(Work task): Write the data out again exactly and in full.

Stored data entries
********************
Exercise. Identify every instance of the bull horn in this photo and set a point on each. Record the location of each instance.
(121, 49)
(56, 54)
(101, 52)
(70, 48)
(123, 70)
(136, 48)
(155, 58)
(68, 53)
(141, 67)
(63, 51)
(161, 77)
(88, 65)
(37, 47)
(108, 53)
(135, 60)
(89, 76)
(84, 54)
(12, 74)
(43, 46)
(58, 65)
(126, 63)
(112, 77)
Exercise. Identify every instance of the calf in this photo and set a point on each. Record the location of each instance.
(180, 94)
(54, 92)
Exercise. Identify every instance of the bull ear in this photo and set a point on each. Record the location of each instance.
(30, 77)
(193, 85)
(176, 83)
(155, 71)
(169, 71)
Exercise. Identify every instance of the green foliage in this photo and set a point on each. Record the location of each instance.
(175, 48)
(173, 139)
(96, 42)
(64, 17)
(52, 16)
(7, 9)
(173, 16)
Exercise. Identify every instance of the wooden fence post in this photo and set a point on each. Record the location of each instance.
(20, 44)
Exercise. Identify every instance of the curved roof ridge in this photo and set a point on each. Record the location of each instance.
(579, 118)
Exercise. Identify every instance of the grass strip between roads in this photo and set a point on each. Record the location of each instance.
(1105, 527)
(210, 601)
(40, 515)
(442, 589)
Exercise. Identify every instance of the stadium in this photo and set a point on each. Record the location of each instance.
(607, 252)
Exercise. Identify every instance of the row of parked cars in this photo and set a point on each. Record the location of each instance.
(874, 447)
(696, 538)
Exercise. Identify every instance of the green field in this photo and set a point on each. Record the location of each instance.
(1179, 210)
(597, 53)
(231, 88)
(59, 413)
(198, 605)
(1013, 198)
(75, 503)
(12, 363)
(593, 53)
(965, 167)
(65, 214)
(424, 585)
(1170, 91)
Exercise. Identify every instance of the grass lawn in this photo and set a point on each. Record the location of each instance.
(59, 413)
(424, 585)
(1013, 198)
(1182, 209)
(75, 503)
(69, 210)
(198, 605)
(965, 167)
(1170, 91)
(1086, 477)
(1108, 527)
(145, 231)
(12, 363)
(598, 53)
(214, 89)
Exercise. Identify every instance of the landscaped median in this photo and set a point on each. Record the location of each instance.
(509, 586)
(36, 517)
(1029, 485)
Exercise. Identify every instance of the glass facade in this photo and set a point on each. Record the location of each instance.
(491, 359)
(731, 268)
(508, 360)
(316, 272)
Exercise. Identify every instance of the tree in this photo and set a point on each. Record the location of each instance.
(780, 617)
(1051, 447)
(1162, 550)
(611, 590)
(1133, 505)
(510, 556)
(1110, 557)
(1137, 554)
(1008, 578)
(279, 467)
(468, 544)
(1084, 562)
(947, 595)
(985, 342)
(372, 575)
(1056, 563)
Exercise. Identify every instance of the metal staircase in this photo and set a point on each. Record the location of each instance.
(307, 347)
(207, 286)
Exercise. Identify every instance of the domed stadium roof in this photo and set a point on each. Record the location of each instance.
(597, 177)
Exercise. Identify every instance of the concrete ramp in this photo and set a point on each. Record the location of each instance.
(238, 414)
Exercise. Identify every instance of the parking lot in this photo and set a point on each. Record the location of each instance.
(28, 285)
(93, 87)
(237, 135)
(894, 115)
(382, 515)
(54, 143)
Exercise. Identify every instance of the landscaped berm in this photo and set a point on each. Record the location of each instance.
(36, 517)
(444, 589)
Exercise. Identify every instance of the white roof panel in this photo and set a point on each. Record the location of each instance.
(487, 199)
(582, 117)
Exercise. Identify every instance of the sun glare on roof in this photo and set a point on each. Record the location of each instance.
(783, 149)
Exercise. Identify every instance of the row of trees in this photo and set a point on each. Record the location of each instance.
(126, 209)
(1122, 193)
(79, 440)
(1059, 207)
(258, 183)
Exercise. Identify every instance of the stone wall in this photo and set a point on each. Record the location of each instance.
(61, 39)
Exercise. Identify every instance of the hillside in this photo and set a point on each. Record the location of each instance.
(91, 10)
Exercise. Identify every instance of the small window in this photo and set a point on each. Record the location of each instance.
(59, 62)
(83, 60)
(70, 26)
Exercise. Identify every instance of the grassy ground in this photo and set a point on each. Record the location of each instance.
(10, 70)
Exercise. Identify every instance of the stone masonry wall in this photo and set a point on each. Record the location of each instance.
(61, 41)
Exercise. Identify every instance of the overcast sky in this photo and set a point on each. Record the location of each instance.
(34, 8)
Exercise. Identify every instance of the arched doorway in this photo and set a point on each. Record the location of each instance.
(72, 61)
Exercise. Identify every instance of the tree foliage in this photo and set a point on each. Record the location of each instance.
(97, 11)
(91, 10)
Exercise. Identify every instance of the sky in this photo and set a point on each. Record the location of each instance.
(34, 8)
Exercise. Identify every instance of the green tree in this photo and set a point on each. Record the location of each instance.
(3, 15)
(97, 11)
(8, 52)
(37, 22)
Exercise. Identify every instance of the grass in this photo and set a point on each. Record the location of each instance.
********************
(Response):
Exercise. Identify every instance of the bull horn in this photo and set a point on each. Record the location of each instance.
(121, 49)
(56, 54)
(101, 52)
(70, 48)
(123, 70)
(136, 48)
(155, 58)
(68, 53)
(141, 67)
(63, 51)
(161, 77)
(88, 65)
(37, 47)
(108, 53)
(135, 60)
(89, 76)
(84, 54)
(12, 74)
(43, 46)
(58, 65)
(126, 63)
(112, 77)
Exercise. Identify every instance of the calf in this photo and set a point on each. Record the location of each instance.
(180, 94)
(54, 92)
Exercise. Identify every instance of the bull ear in this photo and set a point on each. Record the location of each instance.
(30, 77)
(193, 85)
(176, 83)
(155, 71)
(169, 71)
Exercise. Identify every instance of the green foliage in this photo and set a point on each. Record the location of each instance.
(175, 48)
(173, 139)
(96, 42)
(64, 17)
(52, 16)
(7, 9)
(173, 16)
Exercise. Identify every instance of the wooden fence post in this photo and set a point on each. Record the location of each instance.
(20, 44)
Exercise. Identify every instance of the curved roof ridge in this photo and set a point on each. Record the location of each instance.
(579, 118)
Exercise. Identify every instance of the grass strip between roads in this photo and set a point on each. Record the location of each instance.
(1105, 527)
(210, 601)
(40, 515)
(442, 589)
Exercise. Identify every instance of the stadium in this photo and set a point on each. Record the location of each instance.
(607, 252)
Exercise. Identify every instance of the row of parked cars in this photo and set a point on each. Record the location of each instance.
(874, 447)
(696, 538)
Exercise. Identify every instance of the green field in this photo and set a point on each. Record the location of each instance.
(1179, 210)
(597, 53)
(231, 88)
(59, 413)
(198, 605)
(1013, 198)
(75, 503)
(12, 363)
(593, 53)
(965, 167)
(65, 214)
(424, 585)
(1170, 91)
Exercise. Identify every instance of the grass lawn in this photo and set a point on each. Record the location of each instance.
(59, 413)
(424, 585)
(1013, 198)
(1182, 209)
(75, 503)
(69, 210)
(198, 605)
(965, 167)
(1170, 91)
(1086, 477)
(1108, 527)
(145, 231)
(12, 363)
(598, 53)
(214, 89)
Exercise. Identify every instance of the landscaped median in this photo and set a point on each. Record the location of each instance.
(509, 586)
(36, 517)
(1029, 485)
Exercise. Identify every instance of the glass facade in this photo and set a point on each. Record the location of each instance.
(491, 359)
(731, 268)
(508, 360)
(316, 272)
Exercise. Identify every instance of the tree in this photo and set a point on each. Record the location of each instance.
(780, 617)
(1051, 447)
(1162, 550)
(611, 590)
(1133, 505)
(510, 556)
(1110, 557)
(1137, 554)
(1008, 578)
(279, 467)
(468, 544)
(1084, 562)
(947, 595)
(985, 342)
(372, 575)
(1056, 563)
Exercise. Identify every instance of the metal staircase in this photo and set a point on each. Record the location of each instance.
(307, 347)
(207, 286)
Exercise. Identify every instance of the domed stadium roof in this photo and set a point on each. Record the location of each instance.
(597, 177)
Exercise. Identify every instance of the concrete ramp in this photo and set a point on each. Record the location of each instance.
(238, 414)
Exercise. Identify every instance of the parking lot in this photo and set a point on each. Record the location of each instance.
(28, 285)
(93, 87)
(237, 135)
(894, 115)
(382, 515)
(54, 143)
Exercise. Identify every instance of the landscaped berm in this photo and set a point on each. Record the location of each instance.
(36, 517)
(444, 589)
Exercise. Identify every instance of the white roof panel in this photo and set a point on each. Record the location of each instance.
(487, 199)
(582, 117)
Exercise. Identify every instance of the sun glare on roof in this photo and set a point on each. Record the location of each instance.
(783, 149)
Exercise. Identify every instance of the row of trees in this photo and set a point on each. Record the location of each instance.
(126, 209)
(1122, 193)
(79, 440)
(1059, 207)
(258, 183)
Exercise. Identify every instance of the stone wall in this photo and set a point on each. Record the location of each instance.
(61, 39)
Exercise. Identify every instance of the hillside in this photo and set a point on each. Record the location of each instance.
(91, 10)
Exercise. Identify every instance of the small window in this photo and set a point on each. Record the location of each instance.
(59, 62)
(83, 60)
(70, 26)
Exercise. Identify every instance of the grassy ground in this photo and set a point on each. Record the location of each instance.
(10, 70)
Exercise. Identify every instance of the stone masonry wall in this photo and set a point on each. Record the location of each instance.
(61, 41)
Exercise. Identify every instance of the overcast sky in this photo and set a point on each. Record the location of each instance.
(34, 8)
Exercise. Identify every instance of the arched doorway in this photo and set a point on each. Record the location of each instance.
(72, 61)
Exercise. Identify every instance of the tree foliage in this photo and set a point on each. Record the location of each instance.
(97, 11)
(91, 10)
Exercise. Identify every instance of the sky in this photo and set a point on each. Record the location of each instance.
(34, 8)
Exercise. Identify every instance of the green tree in this photo and set a point on each. Record the location of each instance.
(3, 15)
(97, 11)
(8, 52)
(37, 22)
Exercise. Identify every instance of the grass in this photo and set a point on each. Record the location of each instance.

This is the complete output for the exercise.